▶ **What the task asks**
Rewrite the listing below with every "wildlife tally" swapped for "vehicle survey" and all other lines left unchanged, omitting the pictures.

▶ **Raw records**

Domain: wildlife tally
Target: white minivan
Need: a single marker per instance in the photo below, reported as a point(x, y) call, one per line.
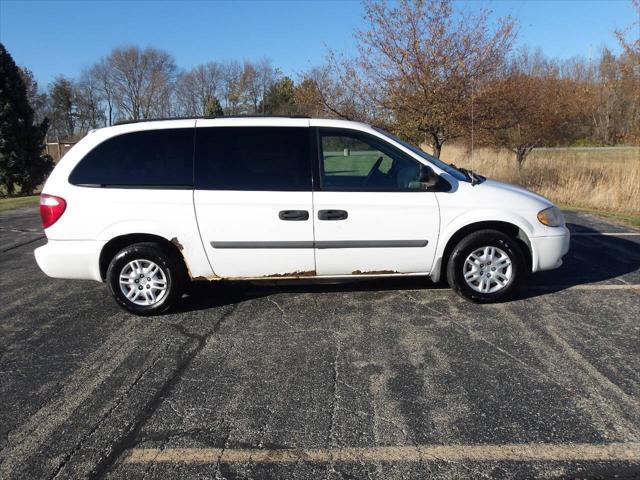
point(149, 206)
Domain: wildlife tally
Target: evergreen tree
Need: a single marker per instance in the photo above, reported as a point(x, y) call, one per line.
point(21, 142)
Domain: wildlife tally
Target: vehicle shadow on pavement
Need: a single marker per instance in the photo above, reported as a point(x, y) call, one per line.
point(203, 295)
point(591, 259)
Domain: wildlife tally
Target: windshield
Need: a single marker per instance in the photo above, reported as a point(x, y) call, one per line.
point(454, 172)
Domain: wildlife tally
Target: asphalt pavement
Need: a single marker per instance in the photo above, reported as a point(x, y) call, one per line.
point(384, 379)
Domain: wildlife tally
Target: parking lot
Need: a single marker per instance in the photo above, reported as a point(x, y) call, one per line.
point(372, 379)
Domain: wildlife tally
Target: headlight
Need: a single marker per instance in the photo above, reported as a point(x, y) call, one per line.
point(551, 217)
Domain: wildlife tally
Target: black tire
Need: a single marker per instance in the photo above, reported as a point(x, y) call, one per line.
point(478, 240)
point(171, 267)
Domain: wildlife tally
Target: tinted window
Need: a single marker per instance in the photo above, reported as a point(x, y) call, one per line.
point(253, 158)
point(356, 161)
point(154, 158)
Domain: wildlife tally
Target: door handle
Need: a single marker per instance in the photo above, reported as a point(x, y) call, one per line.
point(294, 215)
point(332, 214)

▶ **Full answer**
Domain: vehicle survey
Target: white minivan
Need: a single marker per instance in the photo below, reported as a point(x, y) call, one per line.
point(149, 206)
Domain: vehicle survey
Target: evergreen tree
Need: a single marker per instance in the photo above, reported as a point(x, y) call, one per line.
point(21, 142)
Domain: vehicle survey
Target: vehicle shadow on pavement
Need: a single marker per instance in the photo above, reported as a point(x, y) call, one per line.
point(203, 295)
point(591, 259)
Domain: vehicle survey
Target: windshield
Need: a single marker per instance in the photo above, reported as a point(x, y) call, one per line.
point(454, 172)
Domain: vehicle survey
Target: asphalt pavement
Need: a single marker per instance in the photo above, reported as a point(x, y) call, one per line.
point(384, 379)
Domain: vehicle survey
Target: parking lot
Need: a single marker per instance in the photo above, reported as a point(x, y) call, one per line.
point(372, 379)
Domain: vehicle survey
Target: headlight
Need: a single marker per instance in the photo above, reported as a point(x, y) call, one per line.
point(551, 217)
Domain: vehicle survey
Target: black tire
Need: a single marker per instance in the photo above, reported as a point(x, y) call, one per line.
point(478, 240)
point(171, 267)
Domain: vehicle survey
Target: tinted window
Need: a single marker per instance in the photo above, reported as a point(x, y) call, one per line.
point(253, 158)
point(356, 161)
point(154, 158)
Domain: vehicle survey
Target: door handle
Need: a single marker per instance in the photo above, reported as a point(x, y) call, one per line.
point(294, 215)
point(332, 214)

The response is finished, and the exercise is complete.